EXERCISE A → Write out, word for word, the part of the passage below about Marshall Crenshaw's songwriting that opens with the words containing "Crenshaw has learned" and closes with "it's freed him.".

QUOTED TEXT →
This helps explain the long lag times between his studio albums. For What's in the Bag?, Crenshaw says, "I was really meticulous with the writing. I do it as quick as I can, but I'm not particularly fast."

At least not at writing lyrics, but the low-slung and jazzy instrumentals that Crenshaw has featured on his last few albums come a little bit easier.

"First I just want to get down something that just feels right emotionally," Crenshaw explains. "Sometimes I write the lyrics a long time after the fact. It takes me forever, too. I can put together a piece of music in 45 minutes, but I'll take 10 days for the lyrics."

Crenshaw has learned to play with his music as well. How else to explain a 40-year-old white man doing a straight-faced cover of Prince's "Take Me With U" (from the legendary Purple Rain), or a noodly instrumental album-closer called "AKA 'A Big Heavy Hot Dog'"? (Well, Crenshaw explains covering Prince pretty simply: "I just figured it'd be fun to do, and lo and behold, we had a great time doing it."). Maturation hasn't boxed Crenshaw in; it's freed him.

"It was almost like I had a set of rules in my mind [when recording Marshall Crenshaw]. I just abandoned it after a while. But at the same time, I've always just tried to do stuff that would be honest and would communicate something."

EXERCISE B → Give only the number of lines in the records below that contain the string "chrome", with case counting.

(Segmentation dataset excerpts)
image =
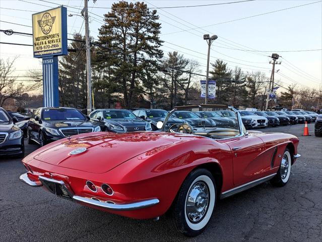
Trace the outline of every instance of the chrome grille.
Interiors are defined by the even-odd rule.
[[[90,133],[93,132],[92,128],[71,128],[60,129],[60,132],[67,137],[73,135],[79,135],[85,133]]]
[[[145,126],[126,126],[128,132],[143,131],[145,130]]]
[[[242,123],[243,124],[250,124],[251,123],[251,119],[243,119],[242,120]]]
[[[0,144],[5,142],[7,135],[8,135],[8,133],[0,133]]]

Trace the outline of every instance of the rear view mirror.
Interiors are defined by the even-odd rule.
[[[162,128],[162,126],[163,126],[163,122],[162,122],[162,121],[159,121],[158,123],[157,123],[157,128],[159,129],[160,129],[161,128]]]
[[[18,118],[16,117],[13,117],[12,120],[13,120],[14,124],[16,124],[16,123],[19,122],[19,120],[18,120]]]

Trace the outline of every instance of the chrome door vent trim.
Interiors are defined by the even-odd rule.
[[[274,167],[274,162],[275,161],[276,153],[277,153],[277,147],[275,147],[274,151],[272,155],[272,157],[271,158],[271,169],[273,169],[273,167]]]
[[[230,189],[230,190],[224,192],[220,195],[220,199],[222,199],[223,198],[228,198],[228,197],[230,197],[231,196],[235,195],[237,193],[240,193],[245,190],[247,190],[249,188],[252,188],[253,187],[259,185],[261,183],[267,182],[268,180],[272,179],[272,178],[276,174],[276,173],[272,174],[271,175],[268,175],[267,176],[265,176],[265,177],[261,178],[260,179],[257,179],[257,180],[250,182],[238,187],[236,187],[236,188],[233,188],[232,189]]]

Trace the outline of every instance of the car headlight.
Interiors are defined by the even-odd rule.
[[[96,126],[96,127],[94,127],[94,132],[101,132],[101,127],[100,127],[99,126]]]
[[[21,136],[22,136],[22,134],[21,134],[21,130],[15,131],[14,132],[10,134],[9,140],[15,140],[16,139],[19,139],[19,138],[21,138]]]
[[[58,130],[55,130],[55,129],[50,129],[50,128],[45,128],[45,130],[46,132],[49,133],[51,135],[60,135],[60,134],[58,133]]]
[[[25,125],[25,123],[22,123],[21,124],[19,124],[19,125],[18,125],[18,127],[19,128],[21,128],[24,125]]]
[[[152,130],[152,128],[151,127],[151,124],[150,123],[147,122],[146,125],[145,125],[145,130],[150,131]]]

EXERCISE SOLUTION A →
Crenshaw has learned to play with his music as well. How else to explain a 40-year-old white man doing a straight-faced cover of Prince's "Take Me With U" (from the legendary Purple Rain), or a noodly instrumental album-closer called "AKA 'A Big Heavy Hot Dog'"? (Well, Crenshaw explains covering Prince pretty simply: "I just figured it'd be fun to do, and lo and behold, we had a great time doing it."). Maturation hasn't boxed Crenshaw in; it's freed him.

EXERCISE SOLUTION B → 2